SOURCE DOCUMENT
JEWISH SUPPLEMENTARY RELIGIOUS & LEGAL TEXT
Tosefta means “supplement or addition. Tosefta serves as a supplement to the Mishnah and closely corresponds to the Mishnah, with the same divisions for orders “Sedarim” and tractates “masekhot.” It is mainly written in Hebrew, with some Aramaic. Tosefta offers additional aggadic and midrashic material, and it sometimes contradicts the Mishnah in the ruling of Jewish law, or in attributing in whose name a law was stated.
Alongside the Mishna and the Talmud grew a collection of texts dedicated to the explanation or interpretation of the Bible, known as the Midrash that contains interpretive traditions of the Sages from the times of the Tannaim. The word Midrash is derived from the root of the Hebrew verb darash (דָּרַשׁ), which means seek, resort to, seek with care, enquire. The Hebrew word for “sermon” is “d’rash” and Midrash actually is rabbinical material derived primarily from their sermons and compiled between 400 to 600AD but the midrashic form continues to the present day.
There are two types of Midrashi texts dedicated to both Halakhic (legal) and Aggadic (Preaching/explanatory) exposition. Halakhic Midrash was the ancient rabbinic method of Torah study that elucidated upon the traditionally received 613 Mitzvot, the commandments. Midrashim that seek to explain the non-legal portions of the Hebrew Bible are sometimes referred to as aggadah/ Haggadah. Midrash is actually best known for the Haggadah. With its parables, legends and creative insights, the Midrash tends to be more convenient to the average person than the Torah and Talmud.

Dataset entries
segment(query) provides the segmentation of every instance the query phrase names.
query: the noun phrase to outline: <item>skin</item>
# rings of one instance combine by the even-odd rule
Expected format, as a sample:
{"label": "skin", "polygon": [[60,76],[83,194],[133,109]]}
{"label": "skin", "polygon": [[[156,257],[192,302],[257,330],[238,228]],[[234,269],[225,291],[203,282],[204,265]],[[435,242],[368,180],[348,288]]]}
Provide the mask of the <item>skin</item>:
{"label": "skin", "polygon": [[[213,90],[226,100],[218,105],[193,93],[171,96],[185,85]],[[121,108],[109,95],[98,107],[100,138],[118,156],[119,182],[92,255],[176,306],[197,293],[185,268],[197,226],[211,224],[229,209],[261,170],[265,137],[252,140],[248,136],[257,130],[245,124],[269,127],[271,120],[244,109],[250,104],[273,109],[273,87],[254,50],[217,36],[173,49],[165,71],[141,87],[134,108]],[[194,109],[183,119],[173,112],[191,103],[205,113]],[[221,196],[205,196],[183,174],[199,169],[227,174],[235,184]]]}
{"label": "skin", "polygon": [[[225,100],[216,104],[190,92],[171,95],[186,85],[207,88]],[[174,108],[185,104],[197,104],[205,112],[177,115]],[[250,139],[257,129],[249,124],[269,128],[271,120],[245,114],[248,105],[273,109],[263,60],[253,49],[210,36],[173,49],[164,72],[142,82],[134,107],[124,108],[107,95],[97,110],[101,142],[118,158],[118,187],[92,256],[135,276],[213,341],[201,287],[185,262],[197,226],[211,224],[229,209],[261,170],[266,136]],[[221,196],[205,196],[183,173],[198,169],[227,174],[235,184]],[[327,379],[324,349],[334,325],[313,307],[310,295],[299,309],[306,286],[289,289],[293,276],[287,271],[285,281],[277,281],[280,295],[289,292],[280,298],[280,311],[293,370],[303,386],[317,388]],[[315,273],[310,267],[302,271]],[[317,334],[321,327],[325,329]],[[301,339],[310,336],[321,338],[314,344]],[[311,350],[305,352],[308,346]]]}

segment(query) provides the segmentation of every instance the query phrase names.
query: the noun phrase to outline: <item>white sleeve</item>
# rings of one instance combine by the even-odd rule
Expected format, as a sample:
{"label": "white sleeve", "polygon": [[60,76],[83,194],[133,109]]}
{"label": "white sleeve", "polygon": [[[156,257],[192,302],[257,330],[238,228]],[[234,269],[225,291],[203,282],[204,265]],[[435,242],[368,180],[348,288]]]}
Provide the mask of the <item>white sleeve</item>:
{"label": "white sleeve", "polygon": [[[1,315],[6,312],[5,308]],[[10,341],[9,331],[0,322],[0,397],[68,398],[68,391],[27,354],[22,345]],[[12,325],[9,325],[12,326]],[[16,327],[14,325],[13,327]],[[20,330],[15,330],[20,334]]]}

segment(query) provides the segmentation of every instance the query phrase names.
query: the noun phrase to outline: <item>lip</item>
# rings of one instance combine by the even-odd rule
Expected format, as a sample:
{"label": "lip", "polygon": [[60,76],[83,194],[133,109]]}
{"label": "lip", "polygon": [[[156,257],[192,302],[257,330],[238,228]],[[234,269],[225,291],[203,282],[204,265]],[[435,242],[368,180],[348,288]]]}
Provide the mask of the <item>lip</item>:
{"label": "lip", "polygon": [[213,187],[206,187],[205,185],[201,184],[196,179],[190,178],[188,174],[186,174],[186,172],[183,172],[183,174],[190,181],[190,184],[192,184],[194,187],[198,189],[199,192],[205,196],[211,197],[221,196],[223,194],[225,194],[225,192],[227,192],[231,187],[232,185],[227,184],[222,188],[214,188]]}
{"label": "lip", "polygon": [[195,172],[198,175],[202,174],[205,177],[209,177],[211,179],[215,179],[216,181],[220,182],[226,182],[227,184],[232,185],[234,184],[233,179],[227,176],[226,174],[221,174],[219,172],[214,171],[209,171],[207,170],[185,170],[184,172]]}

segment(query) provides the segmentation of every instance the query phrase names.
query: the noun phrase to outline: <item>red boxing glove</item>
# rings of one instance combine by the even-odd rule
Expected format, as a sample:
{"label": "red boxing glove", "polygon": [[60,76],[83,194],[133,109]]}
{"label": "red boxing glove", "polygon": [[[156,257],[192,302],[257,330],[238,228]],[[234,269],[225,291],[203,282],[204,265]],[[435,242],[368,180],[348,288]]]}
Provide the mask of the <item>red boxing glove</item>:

WORK TO COMPLETE
A) Write out the part of the Tosefta and Midrash text that begins at the words "Alongside the Mishna" and stops after the words "the present day.".
B) Sum up the Tosefta and Midrash text in two sentences.
C) Proceed with the Tosefta and Midrash text from where it stops.
The items are separate material from the Tosefta and Midrash text.

EXPECTED RESPONSES
A)
Alongside the Mishna and the Talmud grew a collection of texts dedicated to the explanation or interpretation of the Bible, known as the Midrash that contains interpretive traditions of the Sages from the times of the Tannaim. The word Midrash is derived from the root of the Hebrew verb darash (דָּרַשׁ), which means seek, resort to, seek with care, enquire. The Hebrew word for “sermon” is “d’rash” and Midrash actually is rabbinical material derived primarily from their sermons and compiled between 400 to 600AD but the midrashic form continues to the present day.

B) Tosefta is a supplement to the Mishnah, written mainly in Hebrew with some Aramaic, that follows the Mishnah's divisions and sometimes contradicts its rulings. The Midrash is a collection of texts interpreting the Bible, drawn mainly from rabbinic sermons, and it has Halakhic (legal) and Aggadic (explanatory) types.

C)
Another collection of Jewish writings is the Responsa, a huge selection almost thousands of volumes of answers to specific questions on Jewish law. They are a Jewish “common law” originating in laypersons queries to rabbis. If the Talmud is a law book, the Responsa is case law. Responsa, a Latin word plural of responsum means “answers.” Responsa compilation started in the Middle Ages and continue to the present day. Recent responsa have dealt with topics even as the kashering of dishwashers and cosmetic surgery etc
HALACHAH & HALAKHIC LITERATURE:
Halakhah refers to Jewish law and guides the day-to-day life of a Jew. The word halakha is derived from the Hebrew root halakh “to walk” or “to go or “the way to walk”. It refers to the collection of rabbinic legal texts and to the overall system of religious law. As Jews clergy continued to improve and revisit the rulings of the Talmud, the discussions grew so vast, detailed, and complicated that the average believer could not access practical guidance for day-to-day living. To remedy this, Rabbi Moses Maimonides (known as Rambam in the 12th century compiled what he called Mishneh Torah “Torah Review.” It is a 14-volume encyclopedic repository of Jewish law. The Mishneh Torah a Hebrew word מִשְׁנֵה תּוֹרָה which means Repetition of the Torah” is also subtitled Sefer Yad ha-Hazaka (ספר יד החזקה “Book of the Strong Hand.”
But other than Mishneh Torah there are other Halachic collections like:
Tur authored by Rabbi Jacob ben Asher in14th Century.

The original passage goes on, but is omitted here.